Segment Open

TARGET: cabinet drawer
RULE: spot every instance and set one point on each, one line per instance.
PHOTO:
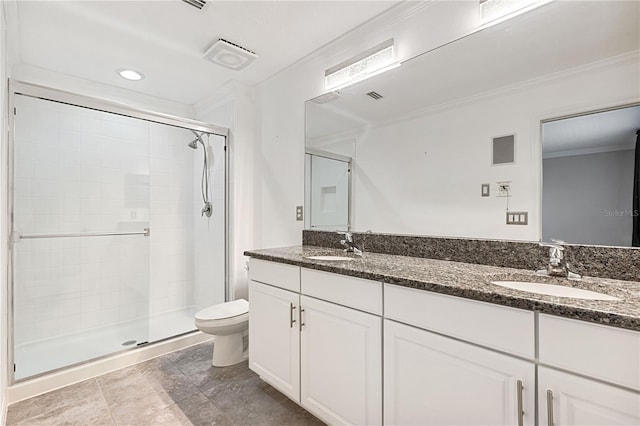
(603, 352)
(365, 295)
(276, 274)
(499, 327)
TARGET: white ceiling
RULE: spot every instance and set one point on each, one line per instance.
(166, 39)
(553, 38)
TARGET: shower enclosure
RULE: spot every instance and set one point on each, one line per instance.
(111, 247)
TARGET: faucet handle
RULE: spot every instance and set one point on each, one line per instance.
(348, 236)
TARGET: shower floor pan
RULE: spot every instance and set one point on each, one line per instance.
(35, 358)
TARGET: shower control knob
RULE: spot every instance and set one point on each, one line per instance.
(207, 210)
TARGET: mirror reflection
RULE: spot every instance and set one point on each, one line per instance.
(588, 165)
(421, 137)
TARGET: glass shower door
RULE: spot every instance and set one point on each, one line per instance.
(80, 234)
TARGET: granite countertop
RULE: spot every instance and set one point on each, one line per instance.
(473, 281)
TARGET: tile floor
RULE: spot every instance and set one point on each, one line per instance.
(181, 388)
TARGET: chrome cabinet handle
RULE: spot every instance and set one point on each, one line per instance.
(549, 408)
(519, 388)
(291, 315)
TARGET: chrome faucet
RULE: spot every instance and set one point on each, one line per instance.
(557, 266)
(349, 246)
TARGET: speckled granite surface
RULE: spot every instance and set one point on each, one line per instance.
(593, 261)
(473, 281)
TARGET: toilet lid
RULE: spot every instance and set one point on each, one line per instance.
(224, 310)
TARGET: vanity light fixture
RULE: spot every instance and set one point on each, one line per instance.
(372, 62)
(495, 11)
(130, 74)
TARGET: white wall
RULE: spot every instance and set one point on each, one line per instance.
(4, 74)
(423, 175)
(600, 187)
(234, 107)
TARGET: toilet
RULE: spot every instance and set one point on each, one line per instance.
(229, 322)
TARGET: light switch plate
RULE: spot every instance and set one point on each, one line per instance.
(517, 218)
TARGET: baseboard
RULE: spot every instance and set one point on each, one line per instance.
(66, 377)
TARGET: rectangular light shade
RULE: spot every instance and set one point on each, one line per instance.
(361, 66)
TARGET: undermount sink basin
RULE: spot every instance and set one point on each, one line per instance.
(554, 290)
(334, 258)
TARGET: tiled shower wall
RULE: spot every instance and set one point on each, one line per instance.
(79, 170)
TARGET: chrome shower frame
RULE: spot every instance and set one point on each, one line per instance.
(55, 95)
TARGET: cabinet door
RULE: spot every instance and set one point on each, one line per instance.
(341, 371)
(579, 401)
(433, 380)
(274, 337)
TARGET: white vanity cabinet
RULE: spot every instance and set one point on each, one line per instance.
(566, 399)
(609, 357)
(274, 337)
(318, 340)
(326, 340)
(435, 380)
(431, 379)
(341, 363)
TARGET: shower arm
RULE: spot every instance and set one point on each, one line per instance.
(204, 183)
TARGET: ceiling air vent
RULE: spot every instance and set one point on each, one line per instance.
(229, 55)
(198, 4)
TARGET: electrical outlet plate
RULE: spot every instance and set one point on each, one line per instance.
(503, 188)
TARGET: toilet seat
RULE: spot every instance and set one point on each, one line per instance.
(229, 323)
(224, 314)
(223, 310)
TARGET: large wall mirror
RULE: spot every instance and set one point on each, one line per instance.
(420, 138)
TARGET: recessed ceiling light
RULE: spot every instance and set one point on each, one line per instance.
(130, 74)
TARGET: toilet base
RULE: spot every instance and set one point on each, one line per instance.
(228, 350)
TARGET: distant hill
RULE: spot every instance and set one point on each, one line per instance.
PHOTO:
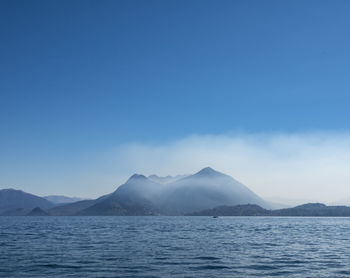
(132, 198)
(143, 196)
(71, 209)
(37, 212)
(59, 199)
(312, 209)
(12, 199)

Segment Closed

◆ Required action
Leave the images behind and write out every entry exactly.

◆ Exercise solution
TARGET: cabinet drawer
RULE: spot every instance and set one point on each, one line per instance.
PHOTO:
(603, 352)
(365, 295)
(276, 274)
(499, 327)
TARGET: white ceiling
RULE: spot every instance and set one point on each, one line per instance.
(166, 39)
(553, 38)
TARGET: shower enclosure
RULE: spot every instance and set one point on each, one line per instance.
(111, 247)
TARGET: faucet handle
RULE: spot every instance and set one point on each, one line per instance.
(348, 236)
TARGET: shower floor pan
RULE: spot every instance and set one point on each, one line per instance.
(35, 358)
TARGET: shower control knob
RULE: spot every instance and set one point on each, one line per instance.
(207, 210)
TARGET: mirror reflection
RULE: spot every instance and set one point on each, one line per instance.
(588, 165)
(421, 137)
TARGET: glass shower door
RULE: spot every instance and set one point on each, one line per instance.
(80, 234)
TARGET: granite countertop
RULE: spot every instance and set one point on each, one line per instance.
(473, 281)
TARGET: tile floor
RULE: spot every instance and set one point on each, one line per instance.
(181, 388)
TARGET: chrome cabinet handle
RULE: spot every instance and set one point on each, one line per instance.
(549, 408)
(519, 388)
(291, 315)
TARGET: chrome faucet
RULE: spot every instance and set one point on each, one line per instance.
(557, 266)
(349, 246)
TARGET: speckled granite surface
RULE: spot every instance and set one point on each, one line per instance.
(593, 261)
(473, 281)
TARGET: toilet lid
RULE: spot every instance and set one point on each, one line per instance.
(224, 310)
TARGET: vanity light fixture
RULE: spot every instance and set one point on each, one line per instance.
(372, 62)
(495, 11)
(130, 74)
TARGET: white wall
RULE: spot every instance and set one point on each, one line per instance.
(4, 74)
(423, 175)
(600, 187)
(234, 107)
TARGET: toilet
RULE: spot every instance and set one point on each, one line per instance.
(229, 322)
TARGET: light switch plate
RULE: spot every instance and set one point on each, one line per instance.
(517, 218)
TARGET: baseboard
RULE: spot every instance and set one point on each, one line per instance.
(66, 377)
TARGET: rectangular light shade
RULE: spot every instance and set one point on each, one line per instance.
(361, 66)
TARGET: undermount sink basin
RULE: spot every instance and set one point on each, one line per instance.
(554, 290)
(334, 258)
TARGET: tiled shower wall
RULE: spot every instance and set one point on each, one line per instance.
(79, 170)
TARGET: chrome shower frame
RULE: spot every instance and set one point on each, one line per instance.
(55, 95)
TARGET: cabinet door
RULE: spot every instance and set one point on each, one line per instance.
(341, 371)
(579, 401)
(433, 380)
(274, 337)
TARGET: white vanity cabinet
RULE: spot every instance and set one point on each, one line per instance.
(566, 399)
(609, 357)
(274, 337)
(318, 340)
(326, 340)
(435, 380)
(431, 379)
(341, 363)
TARGET: shower arm
RULE: spot every instance and set one point on each, one line per instance.
(204, 183)
TARGET: ceiling air vent
RULE: spot every instance and set one point on each, one line per instance.
(229, 55)
(198, 4)
TARGET: electrical outlet plate
RULE: spot every instance and set one point on each, one line per instance.
(503, 188)
TARGET: toilet seat
RULE: spot every instance and set one point on each, one line per instance.
(229, 323)
(224, 314)
(223, 310)
TARGET: large wall mirror
RULE: spot every instance and set one point on each, one line per instance.
(420, 138)
TARGET: recessed ceiling light
RULE: spot every instance and set one point on each, one line per instance.
(130, 74)
TARGET: toilet base
RULE: spot every instance and set one point on each, one line per instance.
(228, 350)
TARGET: distant hill
RULE: spot every instance and set one point on each, one line per instance.
PHOTO:
(132, 198)
(143, 196)
(71, 209)
(37, 212)
(59, 199)
(312, 209)
(12, 199)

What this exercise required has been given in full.